YOUR INSTRUCTIONS
The records below should be copied in full, exactly as shown.

** INPUT FOR THIS TASK follows **

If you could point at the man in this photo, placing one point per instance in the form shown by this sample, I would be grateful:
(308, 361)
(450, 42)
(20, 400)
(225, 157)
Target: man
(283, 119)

** End of INPUT FOR THIS TASK **

TASK ANSWER
If you could point at the man in this photo, placing one point per instance in the form shown by this sample, I would be grateful:
(308, 361)
(450, 42)
(20, 400)
(225, 157)
Target: man
(283, 119)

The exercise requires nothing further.